◆ Excerpt:
In Vigolo v Bostin,[79] Gleeson CJ said the courts ‘have interpreted and applied the legislation by giving it a purposive construction’.[80]  That approach to the interpretation of the legislation was again emphasised in Barns v Barns.[81] Gummow and Hayne JJ said ‘the court should not be alert in placing a restricted construction upon the terms of such a law’.[82]

[78]Whitehead v State Trustees Ltd [2011] VSC 424, [33] (Bell J); Coates v National Trustees Executors and Agency Co Ltd (1956) 95 CLR 494, 513 (Williams J), citing Holmes v Permanent Trustee Company of New South Wales Ltd (1932) 47 CLR 113, 119 (Rich J, Evatt and McTiernan JJ agreeing). See also Worladge v Doddridge (1957) 97 CLR 1, 9 (Williams and Fullagar JJ).

[79]Vigolo v Bostin (2004) 221 CLR 191.

[80]Vigolo v Bostin (2004) 221 CLR 191, 197.

[81]Barns v Barns (2003) 214 CLR 169, [34] (Gleeson CJ), [44] (Gummow and Hayne JJ), [124] (Kirby J).

[82]Barns v Barns (2003) 214 CLR 169 [44].

  1. Against that proposition is the equally forceful authority that holds that:[83]

But no jurisdiction,[84] and certainly not Victoria, has used family provision legislation to abolish freedom of testamentary disposition. That has been frequently emphasised by the High Court. In Pontifical Society for the Propagation of the Faith v Scales,[85] Dixon CJ said the discretion given to the court was not to ‘re-write the will of a testator’.[86]  Freedom of testamentary disposition was not to have ‘only a prima facie effect, the real dispositive power being vested in the court’.[87]  In Vigolo v Bostin,[88] Gleeson CJ said the legislation ‘preserved freedom of testamentary disposition, but subjected that freedom to a new qualification’.[89] 

[83]Whitehead v State Trustees Ltd [2011] VSC 424, [39].

[84]In Canada, the legislation ‘did not remove the right of the legal owner of property to dispose of it upon death.  Rather, it limited that right’:  Tataryn v Tataryn [1994] 2 SCR 807, 815 (McLachlin J for the court). In New Zealand, the legislation does not allow the court ‘to make a new will for the testator’ but ‘to alter a testator’s disposition … only so far as it is necessary to provide for the proper maintenance and support of ‘the applicants’: In re Allardice (1910) 29 NZLR 959, 969 (Stout CJ).

[85](1962) 107 CLR 9.

[86]Ibid 19.

[87]Ibid. See also Hughes v National Trustees, Executors and Agency Company of Australasia Ltd (1979) 143 CLR 134, 146 (Gibbs J).

[88](2004) 221 CLR 191.

[89]Ibid [10].

  1. In the particular context of the issues in this case, the observations of Winneke P in Popple introduce a possible qualification of the principle of beneficial interpretation.  It is necessary to understand the context.  Dr Hardingham had submitted that because the family provision legislation was remedial in nature, it should be given a wide and liberal construction in order that its fundamental purpose of ensuring that persons within the deceased’s family who have a legitimate claim upon the deceased’s bounty are adequately maintained so that, amongst other things, the word ‘children’ should be accorded a ‘popular and flexible meaning’, (and include stepchildren) consistent with current social conditions, rather than a fixed or technical meaning.  Winneke P responded:

It can be accepted that the Family Provision legislation is remedial and that, as a consequence, ‘must be so construed as to give the most complete remedy which the phraseology will permit’: Holmes v Permanent Trustee Co. of N.S.W. Ltd. (1932) 47 C.L.R. 113 at 119; Coates v National Trustees Executors & Agency Co. Ltd. (1956) 95 C.L.R. 494 at 513. The fact, however, that the legislation is remedial in my view requires that the court should be liberal in the exercise of its powers once it determines to exercise the jurisdiction it has in favour of an eligible applicant. It cannot mean, in my opinion, that it is to be benevolent in its interpretation of those who are or may be eligible to make application. Nothing in my view to the contrary emerges from the authorities to which I have referred.

◆ Stored rows:
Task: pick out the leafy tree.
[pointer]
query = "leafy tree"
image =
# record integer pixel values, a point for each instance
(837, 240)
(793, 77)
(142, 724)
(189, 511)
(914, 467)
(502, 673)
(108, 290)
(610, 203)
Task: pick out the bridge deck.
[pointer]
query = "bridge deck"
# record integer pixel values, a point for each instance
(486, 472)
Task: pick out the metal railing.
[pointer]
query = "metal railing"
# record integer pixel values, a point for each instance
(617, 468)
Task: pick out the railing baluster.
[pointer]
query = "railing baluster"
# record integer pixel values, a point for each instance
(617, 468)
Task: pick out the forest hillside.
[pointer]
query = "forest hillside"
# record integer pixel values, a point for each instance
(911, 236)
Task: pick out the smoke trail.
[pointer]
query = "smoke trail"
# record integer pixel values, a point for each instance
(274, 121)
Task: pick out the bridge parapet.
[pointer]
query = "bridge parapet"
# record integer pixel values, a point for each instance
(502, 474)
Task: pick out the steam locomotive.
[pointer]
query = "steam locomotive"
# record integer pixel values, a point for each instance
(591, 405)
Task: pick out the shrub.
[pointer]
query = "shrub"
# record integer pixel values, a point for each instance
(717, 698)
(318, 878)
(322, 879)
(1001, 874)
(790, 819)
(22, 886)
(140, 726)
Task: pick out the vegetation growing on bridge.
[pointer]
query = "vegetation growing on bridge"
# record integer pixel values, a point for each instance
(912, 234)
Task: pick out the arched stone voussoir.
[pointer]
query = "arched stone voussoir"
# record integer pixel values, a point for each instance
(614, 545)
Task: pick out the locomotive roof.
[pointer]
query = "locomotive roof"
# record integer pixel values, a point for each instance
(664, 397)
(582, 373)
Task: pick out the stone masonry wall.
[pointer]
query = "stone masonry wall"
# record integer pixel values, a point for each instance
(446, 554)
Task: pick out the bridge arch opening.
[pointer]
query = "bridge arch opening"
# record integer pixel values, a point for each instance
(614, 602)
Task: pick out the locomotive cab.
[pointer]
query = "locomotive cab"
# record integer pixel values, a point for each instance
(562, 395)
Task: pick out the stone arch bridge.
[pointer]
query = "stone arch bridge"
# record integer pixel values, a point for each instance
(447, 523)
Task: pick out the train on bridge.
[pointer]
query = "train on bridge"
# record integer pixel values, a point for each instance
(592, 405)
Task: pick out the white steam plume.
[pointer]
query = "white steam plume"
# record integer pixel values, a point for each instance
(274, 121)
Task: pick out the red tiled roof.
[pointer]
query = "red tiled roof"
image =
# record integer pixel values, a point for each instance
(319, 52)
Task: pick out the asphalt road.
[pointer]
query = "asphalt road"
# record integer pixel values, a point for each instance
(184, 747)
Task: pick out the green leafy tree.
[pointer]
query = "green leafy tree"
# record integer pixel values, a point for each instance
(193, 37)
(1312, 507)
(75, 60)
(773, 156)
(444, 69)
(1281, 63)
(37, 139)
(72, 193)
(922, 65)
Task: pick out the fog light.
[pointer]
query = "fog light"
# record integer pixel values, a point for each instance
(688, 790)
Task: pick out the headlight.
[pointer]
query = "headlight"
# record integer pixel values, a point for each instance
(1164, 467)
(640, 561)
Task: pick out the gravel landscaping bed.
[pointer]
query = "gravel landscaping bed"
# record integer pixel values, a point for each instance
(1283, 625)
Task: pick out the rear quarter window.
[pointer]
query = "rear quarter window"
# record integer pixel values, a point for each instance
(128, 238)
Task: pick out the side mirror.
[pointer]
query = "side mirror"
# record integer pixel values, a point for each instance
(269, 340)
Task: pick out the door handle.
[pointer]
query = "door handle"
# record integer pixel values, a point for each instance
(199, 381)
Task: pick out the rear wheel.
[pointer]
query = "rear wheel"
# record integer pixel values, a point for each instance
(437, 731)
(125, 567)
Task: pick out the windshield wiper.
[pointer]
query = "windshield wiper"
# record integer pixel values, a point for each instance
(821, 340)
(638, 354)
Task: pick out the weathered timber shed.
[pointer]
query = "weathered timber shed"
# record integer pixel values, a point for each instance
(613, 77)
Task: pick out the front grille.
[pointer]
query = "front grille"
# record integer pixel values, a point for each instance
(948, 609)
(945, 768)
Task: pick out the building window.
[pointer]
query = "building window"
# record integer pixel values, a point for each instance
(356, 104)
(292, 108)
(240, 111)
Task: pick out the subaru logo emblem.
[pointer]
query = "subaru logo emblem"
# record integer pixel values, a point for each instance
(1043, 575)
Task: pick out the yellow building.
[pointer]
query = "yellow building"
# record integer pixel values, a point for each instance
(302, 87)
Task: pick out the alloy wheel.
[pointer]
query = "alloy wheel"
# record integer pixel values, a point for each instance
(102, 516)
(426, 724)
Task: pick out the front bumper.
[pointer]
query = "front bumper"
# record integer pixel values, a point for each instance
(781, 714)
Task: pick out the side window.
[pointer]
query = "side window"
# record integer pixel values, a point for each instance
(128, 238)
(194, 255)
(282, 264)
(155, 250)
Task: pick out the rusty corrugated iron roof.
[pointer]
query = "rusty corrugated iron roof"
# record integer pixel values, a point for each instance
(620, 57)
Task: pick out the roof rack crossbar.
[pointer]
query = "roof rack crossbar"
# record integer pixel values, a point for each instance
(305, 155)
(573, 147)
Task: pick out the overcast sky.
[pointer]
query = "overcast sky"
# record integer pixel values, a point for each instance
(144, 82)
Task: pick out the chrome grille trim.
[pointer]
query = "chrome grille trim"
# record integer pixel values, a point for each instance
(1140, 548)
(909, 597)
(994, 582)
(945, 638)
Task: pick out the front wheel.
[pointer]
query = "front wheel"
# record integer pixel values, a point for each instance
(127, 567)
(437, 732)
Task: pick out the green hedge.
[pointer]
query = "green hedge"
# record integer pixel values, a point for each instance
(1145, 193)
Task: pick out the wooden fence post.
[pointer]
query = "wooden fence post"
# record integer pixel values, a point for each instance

◆ What you need to do:
A: For each statement below, say whether it agrees with the excerpt on family provision legislation. Answer yes or no, and quote the words from the excerpt that decide it.
(i) In Vigolo v Bostin, Gleeson CJ said the legislation abolished freedom of testamentary disposition.
(ii) Dixon CJ said the court's discretion was not to re-write a testator's will.
(iii) Winneke P held that the remedial nature of the legislation means the court should be benevolent in interpreting who is eligible to apply.
B: Write out the passage of the family provision excerpt from "It can be accepted" up to and including "I have referred.".
C: Answer these questions from the excerpt on family provision legislation.
(i) Which judges said the court should not be alert in placing a restricted construction on such a law?
(ii) In which case did McLachlin J speak for the court on the Canadian legislation?
(iii) Who submitted that the word ‘children’ should be given a ‘popular and flexible meaning’?

◆ Answers provided:
A:
(i) No: "Gleeson CJ said the legislation ‘preserved freedom of testamentary disposition, but subjected that freedom to a new qualification’"
(ii) Yes: "Dixon CJ said the discretion given to the court was not to ‘re-write the will of a testator’"
(iii) No: "It cannot mean, in my opinion, that it is to be benevolent in its interpretation of those who are or may be eligible to make application."

B:
It can be accepted that the Family Provision legislation is remedial and that, as a consequence, ‘must be so construed as to give the most complete remedy which the phraseology will permit’: Holmes v Permanent Trustee Co. of N.S.W. Ltd. (1932) 47 C.L.R. 113 at 119; Coates v National Trustees Executors & Agency Co. Ltd. (1956) 95 C.L.R. 494 at 513. The fact, however, that the legislation is remedial in my view requires that the court should be liberal in the exercise of its powers once it determines to exercise the jurisdiction it has in favour of an eligible applicant. It cannot mean, in my opinion, that it is to be benevolent in its interpretation of those who are or may be eligible to make application. Nothing in my view to the contrary emerges from the authorities to which I have referred.

C:
(i) Gummow and Hayne JJ
(ii) Tataryn v Tataryn [1994] 2 SCR 807
(iii) Dr Hardingham